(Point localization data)
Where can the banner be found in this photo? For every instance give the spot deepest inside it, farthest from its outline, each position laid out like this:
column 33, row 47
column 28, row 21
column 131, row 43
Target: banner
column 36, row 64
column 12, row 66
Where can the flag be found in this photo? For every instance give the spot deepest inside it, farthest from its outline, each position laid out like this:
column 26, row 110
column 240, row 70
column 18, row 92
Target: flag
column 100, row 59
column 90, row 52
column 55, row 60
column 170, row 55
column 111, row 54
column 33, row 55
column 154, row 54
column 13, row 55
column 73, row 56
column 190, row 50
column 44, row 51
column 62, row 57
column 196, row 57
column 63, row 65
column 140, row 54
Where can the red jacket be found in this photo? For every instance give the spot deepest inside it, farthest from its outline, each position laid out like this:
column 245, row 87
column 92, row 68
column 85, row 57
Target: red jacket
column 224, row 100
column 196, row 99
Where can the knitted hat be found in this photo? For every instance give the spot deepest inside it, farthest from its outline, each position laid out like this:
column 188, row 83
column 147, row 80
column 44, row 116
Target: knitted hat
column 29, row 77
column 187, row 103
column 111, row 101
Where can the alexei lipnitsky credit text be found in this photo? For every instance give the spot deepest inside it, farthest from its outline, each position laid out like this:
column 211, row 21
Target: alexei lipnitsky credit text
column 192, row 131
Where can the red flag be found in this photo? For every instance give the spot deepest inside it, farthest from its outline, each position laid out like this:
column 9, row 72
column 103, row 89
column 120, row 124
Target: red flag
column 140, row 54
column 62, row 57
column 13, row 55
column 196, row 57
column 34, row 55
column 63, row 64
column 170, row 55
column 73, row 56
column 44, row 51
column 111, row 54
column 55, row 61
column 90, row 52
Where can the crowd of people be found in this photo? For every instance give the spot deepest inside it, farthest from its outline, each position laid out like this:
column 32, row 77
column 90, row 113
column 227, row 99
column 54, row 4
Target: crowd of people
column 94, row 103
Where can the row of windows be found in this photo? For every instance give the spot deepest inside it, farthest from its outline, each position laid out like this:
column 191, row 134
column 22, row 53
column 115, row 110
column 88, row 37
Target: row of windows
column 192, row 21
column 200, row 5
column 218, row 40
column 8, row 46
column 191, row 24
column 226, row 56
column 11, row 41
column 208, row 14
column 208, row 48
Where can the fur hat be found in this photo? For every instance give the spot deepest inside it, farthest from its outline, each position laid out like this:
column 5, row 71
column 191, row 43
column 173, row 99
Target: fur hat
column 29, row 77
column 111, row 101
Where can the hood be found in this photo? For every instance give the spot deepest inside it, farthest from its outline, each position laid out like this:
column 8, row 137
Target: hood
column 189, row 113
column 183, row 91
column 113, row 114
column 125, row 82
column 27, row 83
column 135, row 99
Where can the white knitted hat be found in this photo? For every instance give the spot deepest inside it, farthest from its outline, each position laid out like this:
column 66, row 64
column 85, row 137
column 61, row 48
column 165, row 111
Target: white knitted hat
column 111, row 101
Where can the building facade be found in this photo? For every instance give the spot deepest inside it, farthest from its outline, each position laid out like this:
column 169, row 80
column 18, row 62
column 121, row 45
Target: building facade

YOUR GOAL: Using the records above, set down exactly the lines from the one with "Where can the alexei" through the one with "column 173, row 99", inclusive, and nothing more.

SOLUTION TO THE EXERCISE:
Where can the alexei lipnitsky credit text be found in this photo? For every instance give the spot deepest inside it, farthest from its outline, each position laid out like this:
column 211, row 21
Target: alexei lipnitsky credit text
column 192, row 131
Where can the red flag be found in this photo? For every instance give the spot deepest inside it, farthest from its outline, each position laid out like this:
column 9, row 72
column 103, row 89
column 120, row 124
Target: red flag
column 140, row 54
column 62, row 57
column 13, row 55
column 196, row 57
column 34, row 55
column 63, row 64
column 170, row 55
column 73, row 56
column 44, row 51
column 111, row 54
column 55, row 61
column 90, row 52
Where can the crowd of people be found in this photo? For every instance give the spot deepest inside it, farthest from its outline, each position laid out like this:
column 32, row 77
column 90, row 113
column 227, row 99
column 54, row 4
Target: crowd of people
column 94, row 103
Where can the row of windows be found in this photo? For every instance give the spot deepest inside it, farthest from its outline, each position laid out like this:
column 191, row 134
column 22, row 53
column 115, row 110
column 88, row 37
Target: row of windows
column 192, row 21
column 200, row 5
column 218, row 40
column 8, row 46
column 191, row 24
column 226, row 56
column 11, row 41
column 208, row 14
column 208, row 48
Where can the fur hat be found in this photo? For every instance give the spot deepest inside it, farthest from its outline, each position laid out like this:
column 5, row 71
column 191, row 43
column 173, row 99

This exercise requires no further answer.